##### Records for processing #####
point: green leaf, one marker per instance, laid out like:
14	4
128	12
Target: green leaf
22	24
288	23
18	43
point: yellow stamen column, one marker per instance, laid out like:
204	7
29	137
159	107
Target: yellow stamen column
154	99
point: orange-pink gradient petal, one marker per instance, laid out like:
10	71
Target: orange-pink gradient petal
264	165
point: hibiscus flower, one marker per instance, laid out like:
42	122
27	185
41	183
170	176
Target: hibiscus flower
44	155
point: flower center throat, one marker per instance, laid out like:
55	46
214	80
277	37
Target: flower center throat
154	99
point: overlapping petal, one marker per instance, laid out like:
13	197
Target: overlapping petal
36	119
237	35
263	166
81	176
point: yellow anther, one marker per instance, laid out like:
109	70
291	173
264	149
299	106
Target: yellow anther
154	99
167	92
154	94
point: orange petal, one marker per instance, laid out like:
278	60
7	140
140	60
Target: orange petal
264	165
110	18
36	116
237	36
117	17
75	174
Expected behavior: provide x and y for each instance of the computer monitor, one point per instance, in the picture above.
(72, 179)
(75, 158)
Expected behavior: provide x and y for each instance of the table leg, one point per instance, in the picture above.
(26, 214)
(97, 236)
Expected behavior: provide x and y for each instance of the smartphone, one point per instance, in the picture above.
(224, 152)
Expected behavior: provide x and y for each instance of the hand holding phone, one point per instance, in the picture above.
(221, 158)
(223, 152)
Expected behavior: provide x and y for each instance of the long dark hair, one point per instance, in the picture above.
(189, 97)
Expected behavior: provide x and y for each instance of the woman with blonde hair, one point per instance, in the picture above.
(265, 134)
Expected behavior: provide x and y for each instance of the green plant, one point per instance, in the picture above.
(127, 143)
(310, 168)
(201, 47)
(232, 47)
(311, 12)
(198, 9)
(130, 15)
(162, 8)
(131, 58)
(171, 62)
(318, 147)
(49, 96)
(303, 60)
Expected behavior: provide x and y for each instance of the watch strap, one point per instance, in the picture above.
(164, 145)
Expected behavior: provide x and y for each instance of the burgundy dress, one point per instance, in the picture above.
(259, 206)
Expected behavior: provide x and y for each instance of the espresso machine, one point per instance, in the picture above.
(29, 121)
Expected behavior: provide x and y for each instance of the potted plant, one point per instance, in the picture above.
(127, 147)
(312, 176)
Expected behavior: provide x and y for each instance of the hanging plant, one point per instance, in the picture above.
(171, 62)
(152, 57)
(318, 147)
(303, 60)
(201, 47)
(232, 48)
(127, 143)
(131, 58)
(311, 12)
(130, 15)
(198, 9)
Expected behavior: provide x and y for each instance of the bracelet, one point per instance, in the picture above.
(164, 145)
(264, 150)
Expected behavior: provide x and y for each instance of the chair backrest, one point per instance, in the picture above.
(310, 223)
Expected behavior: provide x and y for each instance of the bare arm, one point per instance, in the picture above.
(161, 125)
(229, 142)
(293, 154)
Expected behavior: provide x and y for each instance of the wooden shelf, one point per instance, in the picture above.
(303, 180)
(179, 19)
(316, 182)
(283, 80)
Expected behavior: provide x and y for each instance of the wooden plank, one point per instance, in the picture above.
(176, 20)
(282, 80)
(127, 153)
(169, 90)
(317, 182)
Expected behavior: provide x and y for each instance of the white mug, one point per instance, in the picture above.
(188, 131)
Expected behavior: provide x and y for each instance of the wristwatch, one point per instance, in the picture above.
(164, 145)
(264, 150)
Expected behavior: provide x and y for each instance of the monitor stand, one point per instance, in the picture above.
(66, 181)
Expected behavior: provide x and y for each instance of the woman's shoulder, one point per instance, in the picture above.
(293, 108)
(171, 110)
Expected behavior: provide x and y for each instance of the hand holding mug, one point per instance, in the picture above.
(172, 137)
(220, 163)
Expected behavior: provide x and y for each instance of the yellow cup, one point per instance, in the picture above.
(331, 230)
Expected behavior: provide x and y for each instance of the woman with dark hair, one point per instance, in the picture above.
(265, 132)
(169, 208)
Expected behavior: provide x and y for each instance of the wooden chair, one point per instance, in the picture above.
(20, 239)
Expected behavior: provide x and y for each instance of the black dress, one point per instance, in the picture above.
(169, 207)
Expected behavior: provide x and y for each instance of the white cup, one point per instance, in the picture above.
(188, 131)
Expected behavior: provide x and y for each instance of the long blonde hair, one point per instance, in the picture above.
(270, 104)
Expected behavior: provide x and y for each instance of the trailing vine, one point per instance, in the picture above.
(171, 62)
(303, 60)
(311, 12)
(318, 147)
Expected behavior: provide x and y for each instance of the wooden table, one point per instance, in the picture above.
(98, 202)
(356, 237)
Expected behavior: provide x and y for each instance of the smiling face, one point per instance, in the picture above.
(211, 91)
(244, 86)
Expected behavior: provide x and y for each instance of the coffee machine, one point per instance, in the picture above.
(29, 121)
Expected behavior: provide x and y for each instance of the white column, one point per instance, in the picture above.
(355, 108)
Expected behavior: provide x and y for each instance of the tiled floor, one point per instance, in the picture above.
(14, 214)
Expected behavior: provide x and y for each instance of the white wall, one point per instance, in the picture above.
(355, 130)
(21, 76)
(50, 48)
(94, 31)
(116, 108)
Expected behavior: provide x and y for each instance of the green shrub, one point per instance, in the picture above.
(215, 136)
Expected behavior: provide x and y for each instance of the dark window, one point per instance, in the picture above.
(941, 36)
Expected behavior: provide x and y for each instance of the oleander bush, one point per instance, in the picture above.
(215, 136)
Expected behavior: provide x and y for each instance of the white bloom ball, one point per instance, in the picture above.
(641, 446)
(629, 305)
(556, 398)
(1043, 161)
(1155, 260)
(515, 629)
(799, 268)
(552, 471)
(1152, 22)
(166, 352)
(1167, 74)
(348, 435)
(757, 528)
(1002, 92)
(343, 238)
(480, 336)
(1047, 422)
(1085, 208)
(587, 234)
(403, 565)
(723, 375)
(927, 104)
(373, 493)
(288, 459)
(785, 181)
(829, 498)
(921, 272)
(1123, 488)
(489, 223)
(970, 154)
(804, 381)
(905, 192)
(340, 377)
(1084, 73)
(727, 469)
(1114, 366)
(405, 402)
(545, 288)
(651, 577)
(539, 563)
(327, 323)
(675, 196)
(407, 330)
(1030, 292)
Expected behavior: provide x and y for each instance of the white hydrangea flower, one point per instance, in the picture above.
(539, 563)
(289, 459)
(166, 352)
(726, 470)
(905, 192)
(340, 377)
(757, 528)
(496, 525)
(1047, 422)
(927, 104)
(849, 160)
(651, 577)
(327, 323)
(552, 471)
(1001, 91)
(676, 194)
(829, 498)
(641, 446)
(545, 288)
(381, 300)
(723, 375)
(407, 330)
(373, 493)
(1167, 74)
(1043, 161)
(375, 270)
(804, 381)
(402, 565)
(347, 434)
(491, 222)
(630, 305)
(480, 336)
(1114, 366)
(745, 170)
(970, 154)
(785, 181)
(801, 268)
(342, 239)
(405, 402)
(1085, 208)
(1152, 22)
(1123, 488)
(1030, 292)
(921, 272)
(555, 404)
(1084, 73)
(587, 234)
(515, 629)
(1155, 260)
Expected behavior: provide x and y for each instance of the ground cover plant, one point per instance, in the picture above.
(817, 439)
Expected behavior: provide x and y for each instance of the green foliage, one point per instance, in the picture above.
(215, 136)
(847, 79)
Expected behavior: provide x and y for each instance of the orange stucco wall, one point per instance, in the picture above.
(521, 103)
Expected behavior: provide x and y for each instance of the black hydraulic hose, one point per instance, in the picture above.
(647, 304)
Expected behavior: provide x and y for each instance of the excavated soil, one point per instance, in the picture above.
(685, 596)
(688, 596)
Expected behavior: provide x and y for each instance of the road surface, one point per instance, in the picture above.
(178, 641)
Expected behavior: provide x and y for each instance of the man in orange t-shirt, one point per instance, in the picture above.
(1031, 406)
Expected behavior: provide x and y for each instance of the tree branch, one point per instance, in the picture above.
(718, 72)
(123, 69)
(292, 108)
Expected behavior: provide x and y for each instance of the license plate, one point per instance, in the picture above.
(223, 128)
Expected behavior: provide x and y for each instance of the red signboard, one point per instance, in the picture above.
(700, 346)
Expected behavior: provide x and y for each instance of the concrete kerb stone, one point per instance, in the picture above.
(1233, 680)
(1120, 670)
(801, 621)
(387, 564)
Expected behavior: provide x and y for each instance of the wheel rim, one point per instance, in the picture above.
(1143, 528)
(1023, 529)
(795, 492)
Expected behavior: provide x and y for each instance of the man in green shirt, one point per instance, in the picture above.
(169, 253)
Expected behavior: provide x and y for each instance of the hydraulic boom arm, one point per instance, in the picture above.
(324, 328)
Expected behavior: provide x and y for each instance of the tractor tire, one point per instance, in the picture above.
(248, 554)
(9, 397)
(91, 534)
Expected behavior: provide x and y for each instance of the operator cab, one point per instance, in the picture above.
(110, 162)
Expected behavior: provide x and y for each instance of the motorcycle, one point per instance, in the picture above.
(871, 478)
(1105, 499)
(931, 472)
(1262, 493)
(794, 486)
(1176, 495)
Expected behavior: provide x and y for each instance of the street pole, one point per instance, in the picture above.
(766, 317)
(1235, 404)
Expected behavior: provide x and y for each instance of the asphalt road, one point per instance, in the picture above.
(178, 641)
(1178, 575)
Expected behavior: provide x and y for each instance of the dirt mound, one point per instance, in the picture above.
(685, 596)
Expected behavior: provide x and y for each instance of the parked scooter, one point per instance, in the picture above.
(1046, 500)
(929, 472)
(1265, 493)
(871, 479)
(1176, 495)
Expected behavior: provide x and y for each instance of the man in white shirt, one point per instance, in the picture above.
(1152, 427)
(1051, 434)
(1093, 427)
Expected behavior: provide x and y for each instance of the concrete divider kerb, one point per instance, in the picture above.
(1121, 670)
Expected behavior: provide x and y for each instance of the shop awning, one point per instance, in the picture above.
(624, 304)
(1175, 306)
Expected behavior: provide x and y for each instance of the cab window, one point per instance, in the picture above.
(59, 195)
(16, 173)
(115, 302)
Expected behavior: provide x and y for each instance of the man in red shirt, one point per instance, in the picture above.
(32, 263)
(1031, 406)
#####
*Exercise brief*.
All lines from the listing above that include "laid" should be shown.

*Written solution*.
point: green leaf, one marker per instance, laid out like:
point: yellow stamen column, one marker per instance, laid out like:
point: orange-pink gradient petal, one marker per instance, laid out like:
point: hibiscus flower, one marker per instance, laid out like:
point: flower center throat, one marker per instance, laid out like:
point: overlapping petal, one marker per instance, laid out like:
point: yellow anther, one marker per instance, laid out like:
point: orange petal, one marker per instance, laid out like:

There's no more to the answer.